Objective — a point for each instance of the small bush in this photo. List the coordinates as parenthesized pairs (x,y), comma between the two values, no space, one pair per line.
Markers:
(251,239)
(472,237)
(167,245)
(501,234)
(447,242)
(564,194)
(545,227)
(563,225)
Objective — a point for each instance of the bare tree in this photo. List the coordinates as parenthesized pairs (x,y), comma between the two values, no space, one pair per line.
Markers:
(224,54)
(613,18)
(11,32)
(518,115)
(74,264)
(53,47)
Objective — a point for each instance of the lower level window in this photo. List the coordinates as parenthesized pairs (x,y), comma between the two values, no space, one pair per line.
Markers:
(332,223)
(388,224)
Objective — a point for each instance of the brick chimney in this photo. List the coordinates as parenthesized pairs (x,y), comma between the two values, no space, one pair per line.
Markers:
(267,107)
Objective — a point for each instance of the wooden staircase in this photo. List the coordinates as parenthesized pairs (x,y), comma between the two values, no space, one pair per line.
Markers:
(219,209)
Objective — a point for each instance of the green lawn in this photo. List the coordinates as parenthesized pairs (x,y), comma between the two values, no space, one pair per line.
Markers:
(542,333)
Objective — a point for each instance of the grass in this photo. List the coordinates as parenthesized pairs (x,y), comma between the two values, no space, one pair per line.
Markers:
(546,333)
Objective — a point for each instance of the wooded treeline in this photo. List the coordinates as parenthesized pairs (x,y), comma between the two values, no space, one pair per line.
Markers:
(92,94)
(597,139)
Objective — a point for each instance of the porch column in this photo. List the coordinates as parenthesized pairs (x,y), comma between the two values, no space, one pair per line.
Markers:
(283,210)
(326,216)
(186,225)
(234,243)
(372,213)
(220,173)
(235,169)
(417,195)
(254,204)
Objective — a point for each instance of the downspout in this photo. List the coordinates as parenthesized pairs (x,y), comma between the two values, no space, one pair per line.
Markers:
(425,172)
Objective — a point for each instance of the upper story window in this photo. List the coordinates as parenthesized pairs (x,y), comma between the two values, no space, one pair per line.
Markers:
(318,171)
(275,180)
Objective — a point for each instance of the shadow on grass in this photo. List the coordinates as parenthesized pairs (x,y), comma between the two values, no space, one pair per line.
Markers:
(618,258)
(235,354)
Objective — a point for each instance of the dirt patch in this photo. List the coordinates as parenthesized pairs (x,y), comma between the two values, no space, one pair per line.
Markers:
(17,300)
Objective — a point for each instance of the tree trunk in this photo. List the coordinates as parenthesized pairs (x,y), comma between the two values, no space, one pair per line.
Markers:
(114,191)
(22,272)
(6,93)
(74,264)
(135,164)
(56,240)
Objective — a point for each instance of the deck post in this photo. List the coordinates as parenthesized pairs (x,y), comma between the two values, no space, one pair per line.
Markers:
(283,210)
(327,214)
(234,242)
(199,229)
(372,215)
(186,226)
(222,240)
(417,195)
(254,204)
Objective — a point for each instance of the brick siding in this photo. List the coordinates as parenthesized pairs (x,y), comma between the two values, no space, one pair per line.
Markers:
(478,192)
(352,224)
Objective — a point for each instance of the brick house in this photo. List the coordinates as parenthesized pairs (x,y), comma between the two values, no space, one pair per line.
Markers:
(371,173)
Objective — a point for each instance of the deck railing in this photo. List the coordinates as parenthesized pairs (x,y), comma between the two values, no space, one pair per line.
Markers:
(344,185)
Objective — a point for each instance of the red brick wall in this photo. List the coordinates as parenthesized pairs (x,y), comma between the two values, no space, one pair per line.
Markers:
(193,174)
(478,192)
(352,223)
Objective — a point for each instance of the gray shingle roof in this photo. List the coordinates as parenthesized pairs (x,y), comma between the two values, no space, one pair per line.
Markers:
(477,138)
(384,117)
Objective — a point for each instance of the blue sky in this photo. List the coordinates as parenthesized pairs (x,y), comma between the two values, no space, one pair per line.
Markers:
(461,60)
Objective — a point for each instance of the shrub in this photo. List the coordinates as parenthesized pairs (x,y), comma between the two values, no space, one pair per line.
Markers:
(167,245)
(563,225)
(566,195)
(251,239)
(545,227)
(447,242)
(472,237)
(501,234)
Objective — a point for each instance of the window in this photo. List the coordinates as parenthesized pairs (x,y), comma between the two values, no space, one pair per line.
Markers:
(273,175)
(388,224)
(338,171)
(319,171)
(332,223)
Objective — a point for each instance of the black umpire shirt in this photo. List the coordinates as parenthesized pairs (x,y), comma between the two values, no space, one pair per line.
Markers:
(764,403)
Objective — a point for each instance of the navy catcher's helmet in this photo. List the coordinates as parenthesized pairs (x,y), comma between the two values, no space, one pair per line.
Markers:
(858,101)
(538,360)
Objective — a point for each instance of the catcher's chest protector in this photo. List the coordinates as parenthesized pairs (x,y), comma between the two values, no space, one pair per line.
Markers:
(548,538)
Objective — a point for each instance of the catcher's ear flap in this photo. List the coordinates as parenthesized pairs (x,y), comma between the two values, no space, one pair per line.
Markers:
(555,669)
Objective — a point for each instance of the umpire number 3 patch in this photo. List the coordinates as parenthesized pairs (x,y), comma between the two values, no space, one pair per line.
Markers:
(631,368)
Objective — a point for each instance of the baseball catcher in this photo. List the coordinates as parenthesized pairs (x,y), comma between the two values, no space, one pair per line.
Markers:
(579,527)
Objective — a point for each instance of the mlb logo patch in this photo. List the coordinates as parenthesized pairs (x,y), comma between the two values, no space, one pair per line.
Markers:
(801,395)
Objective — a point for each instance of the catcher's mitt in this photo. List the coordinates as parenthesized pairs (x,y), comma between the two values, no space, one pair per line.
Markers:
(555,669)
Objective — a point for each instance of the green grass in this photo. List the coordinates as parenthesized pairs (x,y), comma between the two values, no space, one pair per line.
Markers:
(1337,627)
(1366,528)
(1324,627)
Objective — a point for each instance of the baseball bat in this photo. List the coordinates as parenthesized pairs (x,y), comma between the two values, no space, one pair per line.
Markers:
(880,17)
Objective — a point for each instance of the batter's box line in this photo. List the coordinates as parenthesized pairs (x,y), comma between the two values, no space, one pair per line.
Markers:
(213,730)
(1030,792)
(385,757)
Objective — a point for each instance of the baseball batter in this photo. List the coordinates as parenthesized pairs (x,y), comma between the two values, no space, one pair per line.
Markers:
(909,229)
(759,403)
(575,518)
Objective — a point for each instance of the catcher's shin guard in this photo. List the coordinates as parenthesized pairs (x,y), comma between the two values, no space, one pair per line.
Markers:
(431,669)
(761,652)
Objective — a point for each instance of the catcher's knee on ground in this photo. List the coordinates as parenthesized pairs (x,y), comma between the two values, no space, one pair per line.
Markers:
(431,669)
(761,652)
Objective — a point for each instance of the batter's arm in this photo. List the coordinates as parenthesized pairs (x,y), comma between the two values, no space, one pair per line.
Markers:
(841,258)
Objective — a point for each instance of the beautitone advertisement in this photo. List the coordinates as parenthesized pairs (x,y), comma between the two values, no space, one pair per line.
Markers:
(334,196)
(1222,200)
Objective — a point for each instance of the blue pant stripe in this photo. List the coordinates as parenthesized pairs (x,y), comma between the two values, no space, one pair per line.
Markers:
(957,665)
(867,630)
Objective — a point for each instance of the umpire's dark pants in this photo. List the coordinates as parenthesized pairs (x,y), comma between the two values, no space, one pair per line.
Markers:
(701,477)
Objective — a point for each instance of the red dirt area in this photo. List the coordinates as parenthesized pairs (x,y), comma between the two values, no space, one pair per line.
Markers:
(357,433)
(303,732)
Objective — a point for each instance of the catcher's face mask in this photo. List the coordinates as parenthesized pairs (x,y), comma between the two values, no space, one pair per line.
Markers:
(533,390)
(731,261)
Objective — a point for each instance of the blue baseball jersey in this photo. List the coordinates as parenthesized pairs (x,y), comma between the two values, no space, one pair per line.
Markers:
====================
**Task brief**
Repeat all of the data above, line for line, with nothing changed.

**Exercise response**
Objective — a point for each instance of the small bush in this photo. List the coordinates as parenthesized pairs (x,y), comma between the two values, no space, one pair per line.
Markers:
(251,239)
(472,237)
(167,245)
(501,234)
(447,242)
(564,194)
(545,227)
(563,225)
Objective — a point for each instance of the bare tree in this photo. List the coordinates as parenthesized pairs (x,y), comma between the two values, no space, one pair per line.
Markers:
(224,54)
(613,18)
(11,32)
(518,115)
(74,264)
(53,47)
Objective — a point for each instance of the lower level window in this photo. List the coordinates as parenthesized pairs (x,y), comma between the two values, no space, one pair per line.
Markers:
(332,223)
(388,224)
Objective — a point for each instance of the brick chimney in this photo. List the coordinates as parenthesized pairs (x,y), comma between the two values, no space, one pair per line.
Markers:
(267,107)
Objective — a point for each instance of the wooden staircase in this photo. List the coordinates as parenthesized pairs (x,y), comma between the two values, no space, one pair per line.
Markers:
(219,209)
Objective — a point for each instance of the green lawn in this photo. List the coordinates as parenthesized pairs (x,y), comma between the two values, no space, one pair per line.
Markers:
(542,333)
Objective — a point for each instance of the grass in this photo. List the coordinates as parenthesized pairs (x,y), comma between the two values, no space, one pair per line.
Markers:
(546,333)
Objective — a point for each instance of the wooded treeline in this photo. List the coordinates as parenthesized pairs (x,y), comma between the two values, no space, one pair per line.
Markers:
(92,94)
(597,139)
Objective — a point for each instance of the porch column in this photo. List the coordinates as parenthesized pairs (x,y), comma between the two values, no space, one pair per line.
Markers:
(283,210)
(326,216)
(186,225)
(234,243)
(372,213)
(220,173)
(235,169)
(417,195)
(254,204)
Objective — a point for each instance of the downspout in this photo. List the coordinates as parenthesized pairs (x,y), comma between the two values, no space, one pair per line.
Markers:
(425,172)
Objective — a point for each instance of the upper story window in this photo. List the coordinates as parenthesized pairs (x,y), comma between the two values, no space, one pair per line.
Markers:
(318,171)
(275,180)
Objective — a point for each instance of the shadow on grass in this photo. List the coordinates as parenthesized pairs (x,y), comma between the two values, no space, one pair per line.
Markers:
(618,258)
(235,354)
Objective — a point for each instance of the dirt patch in this photo. List the coordinates as parenthesized pairs (x,y), comma between the two values, no space, one pair per line.
Markers:
(17,300)
Objective — a point for each instance of the tree trunk in this photo. List the coordinates as parenthesized pairs (x,y), comma between the two values, no space, one pair per line.
Markers:
(114,191)
(22,272)
(6,93)
(74,264)
(135,164)
(56,240)
Objective — a point for each instance of the deck post in this photo. List the coordinates as parenthesized pairs (x,y), comma between the two values, no space, one pair per line.
Markers:
(283,210)
(327,214)
(234,242)
(199,229)
(372,215)
(186,226)
(222,240)
(417,195)
(254,204)
Objective — a point for each instance of the brick siding in this photo. List the coordinates as parenthesized pairs (x,y), comma between the two values, no space, one pair per line.
Markers:
(478,192)
(352,224)
Objective — a point for each instance of the brick house in this photo. List the coordinates as parenthesized pairs (x,y), comma between the two values, no space, one pair per line.
Markers:
(371,173)
Objective — a point for each instance of the deck railing in this photo. List the coordinates as parenthesized pairs (x,y), comma between the two values, no space, one pair per line.
Markers:
(344,185)
Objective — a point for each instance of the red brick wall in this photo. List the coordinates as parenthesized pairs (x,y), comma between the two values, no space, one pair per line.
Markers:
(193,174)
(478,192)
(352,223)
Objective — a point for each instance of the gray shingle roof in this photo. List the coordinates as parenthesized pairs (x,y), comma between the two values, no space, one pair per line.
Markers:
(477,138)
(384,117)
Objective — a point for each instance of the blue sky in this photo. List the coordinates as parenthesized pairs (x,y), comma between the two values, no space, one pair per line.
Markers:
(461,60)
Objective — a point for each instance of the shrub in this photo. List the coordinates as parenthesized pairs (x,y), comma between the two values, no space, one pair per line.
Markers:
(167,245)
(563,225)
(566,195)
(251,239)
(545,227)
(447,242)
(472,237)
(501,234)
Objective — a point for each instance of the window in this photo. List the coordinates as parenthesized pairs (x,y), comma between the two values, no space, one pair per line.
Markers:
(273,175)
(388,224)
(338,171)
(319,171)
(332,223)
Objective — a point for each instance of the black umpire shirt in this photo. List the coordinates as parenthesized pairs (x,y), comma between the two values, no space, one pair per line.
Markers:
(764,403)
Objective — a point for each instance of the navy catcher's helmet in this photo. List the coordinates as parenthesized pairs (x,y), comma between the two values, no space, one pair per line.
Markers:
(858,101)
(538,360)
Objective — a point for each instance of the catcher's chest protector in this photo. List the coordinates as parenthesized pairs (x,y), comma between the two values, no space, one pair per line.
Markers:
(548,538)
Objective — a point for each instance of the catcher's ear flap in this photo. List the coordinates as parenthesized pairs (x,y), comma between the two values, no space, one pair per line.
Markers:
(555,669)
Objective — a point for each instance of the umpire number 3 patch in this photo. List the coordinates as parenthesized pairs (x,y), comma between the two values, no space, one pair per line.
Markers:
(631,368)
Objective — a point for each instance of the baseball catcher in this photo. List the coordinates as parenthesized pairs (x,y), comma between the two values, no space, one pair per line.
Markers:
(579,527)
Objective — a point for each instance of the mlb logo patch in this photo. List the coordinates as parenthesized pairs (x,y), comma between the two values, no space, one pair per line.
Markers:
(801,395)
Objective — a point for each instance of the catcher's mitt in this photo. List the coordinates as parenthesized pairs (x,y), comma between the two values, no space, one pair per line.
Markers:
(555,669)
Objective — a point for each instance of the green grass in this photo. List the coordinates as parenthesized pairs (x,y), comma between the two values, no space, one pair per line.
Markers:
(1337,627)
(1366,528)
(1324,627)
Objective — a point for each instance of the baseball bat in this photo. List the coordinates as parenthesized pairs (x,y), comma between the two values, no space, one pair per line.
Markers:
(880,17)
Objective — a point for each instance of the batter's box line in this photo. List the coordinates as parenthesized pairs (x,y), comma between the two values, no space, one pair per line.
Markers:
(213,730)
(1030,792)
(385,757)
Objective — a point for each instance of the baseball batter in this photo. List the coordinates as parenthesized pairs (x,y), comma between the two values, no space, one pair per line.
Markers:
(909,229)
(759,403)
(575,518)
Objective — a point for each instance of the catcher's shin guard in this photo. List the coordinates as parenthesized pairs (x,y), comma between the two values, no space, one pair per line.
Markers:
(431,669)
(761,652)
Objective — a point for each instance of the catcher's knee on ground in this photo. List the coordinates as parenthesized pairs (x,y), comma between the two values, no space, one pair per line.
Markers:
(431,669)
(761,652)
Objective — a point for each instance of the batter's arm in this photo. List the coordinates as parenthesized pairs (x,y), comma between the two values, no space, one pair per line.
Markers:
(841,258)
Objective — a point for each instance of the beautitone advertisement in this photo. List the coordinates as parenthesized pairs (x,y), comma between the two values, no space, one pair per line.
Markers:
(334,196)
(1222,200)
Objective — a point for each instance of the blue pant stripe in this photo. List the coordinates as parenthesized pairs (x,y), comma between the two values, no space, one pair per line.
Markers:
(957,665)
(867,630)
Objective — a point for each instance of the umpire's dark pants in this photo. List the coordinates as parenthesized pairs (x,y), comma between the two values, no space, one pair per line.
Markers:
(701,477)
Objective — a point for each instance of the red dirt area in this photo. List the coordinates as parenthesized pairs (x,y), comma between the two values, no space, one pair per line.
Markers:
(357,433)
(303,732)
Objective — a point for each instance of the catcher's face mask in this photo. List the coordinates as parenthesized pairs (x,y), comma between the two values, no space, one pair per line.
Markers:
(533,390)
(731,261)
Objective — a point for each instance of the blue baseball jersey in this photo. List the coordinates as parenthesized pairs (x,y), comma between the two values, no space, one pair per line.
Markers:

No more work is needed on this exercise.